*AIM:* Arrange the material below as a Markdown table with the columns Row and Line. Give each line its row number and omit any blank lines.

— Begin —

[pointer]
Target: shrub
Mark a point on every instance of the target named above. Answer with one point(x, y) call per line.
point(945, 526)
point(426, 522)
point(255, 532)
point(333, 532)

— End —

*THE OUTPUT:*
| Row | Line |
|---|---|
| 1 | [pointer] |
| 2 | Target: shrub |
| 3 | Mark a point on every instance of the target named above. Answer with one point(x, y) call per line. |
| 4 | point(945, 526) |
| 5 | point(426, 522) |
| 6 | point(255, 532) |
| 7 | point(333, 532) |